» **Problem**
Rewrite the listing below, switching every instance of "rough mask" to "coarse mask" and leaving all other text unchanged.

» **Dataset entries**
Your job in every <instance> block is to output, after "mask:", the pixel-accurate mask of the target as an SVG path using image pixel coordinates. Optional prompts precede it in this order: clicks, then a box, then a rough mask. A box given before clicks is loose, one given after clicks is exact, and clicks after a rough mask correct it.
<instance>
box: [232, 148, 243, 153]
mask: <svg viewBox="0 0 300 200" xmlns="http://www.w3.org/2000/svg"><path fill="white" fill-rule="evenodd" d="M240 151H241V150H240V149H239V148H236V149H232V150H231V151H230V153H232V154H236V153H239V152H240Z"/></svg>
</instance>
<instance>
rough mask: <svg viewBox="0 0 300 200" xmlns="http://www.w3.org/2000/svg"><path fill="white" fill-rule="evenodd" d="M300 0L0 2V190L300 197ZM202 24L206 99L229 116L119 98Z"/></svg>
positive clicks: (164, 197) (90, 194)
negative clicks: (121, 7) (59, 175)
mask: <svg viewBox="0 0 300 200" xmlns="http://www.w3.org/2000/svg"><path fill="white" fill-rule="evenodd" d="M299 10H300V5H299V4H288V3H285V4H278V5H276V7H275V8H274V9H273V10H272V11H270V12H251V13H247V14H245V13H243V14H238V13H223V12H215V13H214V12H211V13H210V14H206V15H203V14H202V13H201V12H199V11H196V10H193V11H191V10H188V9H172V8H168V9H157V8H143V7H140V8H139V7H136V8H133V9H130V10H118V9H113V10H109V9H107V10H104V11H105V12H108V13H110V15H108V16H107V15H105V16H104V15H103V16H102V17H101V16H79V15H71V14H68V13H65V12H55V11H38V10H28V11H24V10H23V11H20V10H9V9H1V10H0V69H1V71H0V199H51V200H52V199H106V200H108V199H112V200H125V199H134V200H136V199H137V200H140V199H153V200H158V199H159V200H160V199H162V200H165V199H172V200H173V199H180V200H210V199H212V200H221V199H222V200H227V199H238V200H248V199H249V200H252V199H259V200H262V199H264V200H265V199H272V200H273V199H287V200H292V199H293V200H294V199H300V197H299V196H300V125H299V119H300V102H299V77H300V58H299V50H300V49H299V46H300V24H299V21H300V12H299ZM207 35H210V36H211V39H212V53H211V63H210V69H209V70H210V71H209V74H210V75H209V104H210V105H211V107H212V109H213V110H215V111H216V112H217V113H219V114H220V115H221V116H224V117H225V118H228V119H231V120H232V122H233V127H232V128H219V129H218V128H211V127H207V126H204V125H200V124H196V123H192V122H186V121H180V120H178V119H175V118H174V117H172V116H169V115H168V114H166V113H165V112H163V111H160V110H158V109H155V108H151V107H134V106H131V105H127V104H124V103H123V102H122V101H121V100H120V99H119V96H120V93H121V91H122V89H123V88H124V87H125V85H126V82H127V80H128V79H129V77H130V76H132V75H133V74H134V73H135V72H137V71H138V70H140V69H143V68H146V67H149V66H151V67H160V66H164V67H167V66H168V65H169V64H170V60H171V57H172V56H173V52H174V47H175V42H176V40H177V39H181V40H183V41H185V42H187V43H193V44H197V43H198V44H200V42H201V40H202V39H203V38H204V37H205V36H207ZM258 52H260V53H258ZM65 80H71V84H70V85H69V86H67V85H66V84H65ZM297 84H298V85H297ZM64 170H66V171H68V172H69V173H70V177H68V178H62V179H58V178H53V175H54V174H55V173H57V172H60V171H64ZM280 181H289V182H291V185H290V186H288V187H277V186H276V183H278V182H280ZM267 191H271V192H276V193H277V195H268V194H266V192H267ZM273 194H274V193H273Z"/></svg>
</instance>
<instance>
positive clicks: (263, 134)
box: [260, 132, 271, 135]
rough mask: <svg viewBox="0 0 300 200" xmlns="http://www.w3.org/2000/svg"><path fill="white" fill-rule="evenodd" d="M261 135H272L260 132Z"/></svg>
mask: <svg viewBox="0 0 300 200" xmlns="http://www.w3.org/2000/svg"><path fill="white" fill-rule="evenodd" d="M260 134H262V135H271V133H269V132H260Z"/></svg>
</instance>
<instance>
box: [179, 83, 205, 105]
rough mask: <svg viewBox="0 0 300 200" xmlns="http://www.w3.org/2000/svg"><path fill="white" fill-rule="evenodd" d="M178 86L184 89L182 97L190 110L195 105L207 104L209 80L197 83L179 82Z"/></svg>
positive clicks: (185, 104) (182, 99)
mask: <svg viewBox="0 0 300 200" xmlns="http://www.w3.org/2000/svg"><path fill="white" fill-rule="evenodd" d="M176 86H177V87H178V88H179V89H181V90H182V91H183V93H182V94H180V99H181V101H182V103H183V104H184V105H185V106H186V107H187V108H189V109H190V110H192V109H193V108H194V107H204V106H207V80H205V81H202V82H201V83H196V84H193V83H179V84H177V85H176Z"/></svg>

» **Solution for this problem**
Your job in every <instance> block is to output, after "mask:", the pixel-accurate mask of the target as an SVG path using image pixel coordinates. Optional prompts precede it in this order: clicks, then a box, then a coarse mask. A box given before clicks is loose, one given after clicks is exact, and clicks after a coarse mask correct it.
<instance>
box: [232, 148, 243, 153]
mask: <svg viewBox="0 0 300 200" xmlns="http://www.w3.org/2000/svg"><path fill="white" fill-rule="evenodd" d="M240 151H241V150H240V149H239V148H236V149H232V150H231V151H230V153H232V154H236V153H239V152H240Z"/></svg>
</instance>
<instance>
coarse mask: <svg viewBox="0 0 300 200" xmlns="http://www.w3.org/2000/svg"><path fill="white" fill-rule="evenodd" d="M300 0L0 2V190L300 197ZM202 24L206 99L229 116L119 98Z"/></svg>
positive clicks: (164, 197) (90, 194)
negative clicks: (121, 7) (59, 175)
mask: <svg viewBox="0 0 300 200" xmlns="http://www.w3.org/2000/svg"><path fill="white" fill-rule="evenodd" d="M299 10H300V5H299V4H288V3H285V4H278V5H276V7H275V8H274V9H273V10H272V11H270V12H251V13H247V14H245V13H243V14H238V13H223V12H215V13H214V12H211V13H210V14H206V15H203V14H202V13H201V12H199V11H196V10H193V11H191V10H188V9H172V8H168V9H157V8H143V7H140V8H139V7H136V8H133V9H130V10H118V9H113V10H109V9H107V10H104V11H105V12H108V13H110V15H108V16H107V15H105V16H104V15H103V16H102V17H101V16H79V15H71V14H68V13H65V12H55V11H38V10H28V11H24V10H23V11H20V10H9V9H1V10H0V69H1V71H0V199H51V200H52V199H106V200H108V199H112V200H125V199H134V200H136V199H137V200H140V199H153V200H158V199H159V200H160V199H162V200H165V199H172V200H173V199H180V200H210V199H212V200H221V199H222V200H227V199H238V200H248V199H249V200H252V199H259V200H262V199H264V200H265V199H272V200H273V199H287V200H292V199H293V200H294V199H300V197H299V196H300V125H299V119H300V102H299V77H300V58H299V50H300V49H299V46H300V24H299V21H300V12H299ZM207 35H210V36H211V39H212V53H211V63H210V69H209V70H210V71H209V74H210V75H209V104H210V105H211V107H212V109H213V110H215V111H216V112H217V113H219V114H220V115H221V116H224V117H225V118H228V119H231V120H232V122H233V127H232V128H219V129H218V128H211V127H207V126H204V125H200V124H196V123H192V122H186V121H180V120H178V119H175V118H174V117H172V116H169V115H168V114H166V113H165V112H163V111H160V110H158V109H155V108H151V107H134V106H131V105H127V104H124V103H123V102H122V101H121V100H120V99H119V96H120V93H121V91H122V89H123V88H124V87H125V85H126V82H127V80H128V79H129V77H130V76H132V75H133V74H134V73H135V72H137V71H138V70H140V69H143V68H146V67H149V66H151V67H160V66H164V67H167V66H168V65H169V64H170V60H171V57H172V56H173V52H174V47H175V42H176V40H177V39H181V40H183V41H185V42H187V43H193V44H197V43H198V44H200V42H201V40H202V39H203V38H204V37H205V36H207ZM258 52H260V53H258ZM65 80H71V84H70V85H69V86H67V85H66V84H65ZM297 84H298V85H297ZM64 170H66V171H68V172H69V173H70V177H68V178H62V179H58V178H53V175H54V174H55V173H57V172H60V171H64ZM280 181H289V182H291V185H290V186H288V187H277V186H276V183H278V182H280ZM267 191H271V192H276V193H277V195H268V194H266V192H267ZM273 194H274V193H273Z"/></svg>
</instance>
<instance>
positive clicks: (263, 134)
box: [260, 132, 271, 135]
coarse mask: <svg viewBox="0 0 300 200" xmlns="http://www.w3.org/2000/svg"><path fill="white" fill-rule="evenodd" d="M261 135H272L260 132Z"/></svg>
mask: <svg viewBox="0 0 300 200" xmlns="http://www.w3.org/2000/svg"><path fill="white" fill-rule="evenodd" d="M260 134H262V135H271V133H269V132H260Z"/></svg>
</instance>
<instance>
box: [179, 83, 205, 105]
coarse mask: <svg viewBox="0 0 300 200" xmlns="http://www.w3.org/2000/svg"><path fill="white" fill-rule="evenodd" d="M178 86L184 89L182 97L190 110L195 105L207 104L209 80L197 83L179 82Z"/></svg>
positive clicks: (185, 104) (182, 99)
mask: <svg viewBox="0 0 300 200" xmlns="http://www.w3.org/2000/svg"><path fill="white" fill-rule="evenodd" d="M176 86H177V87H178V88H179V89H181V90H182V91H183V93H182V94H180V99H181V101H182V103H183V104H184V105H185V106H186V107H187V108H189V109H190V110H192V109H193V108H194V107H204V106H207V80H205V81H202V82H201V83H196V84H193V83H179V84H177V85H176Z"/></svg>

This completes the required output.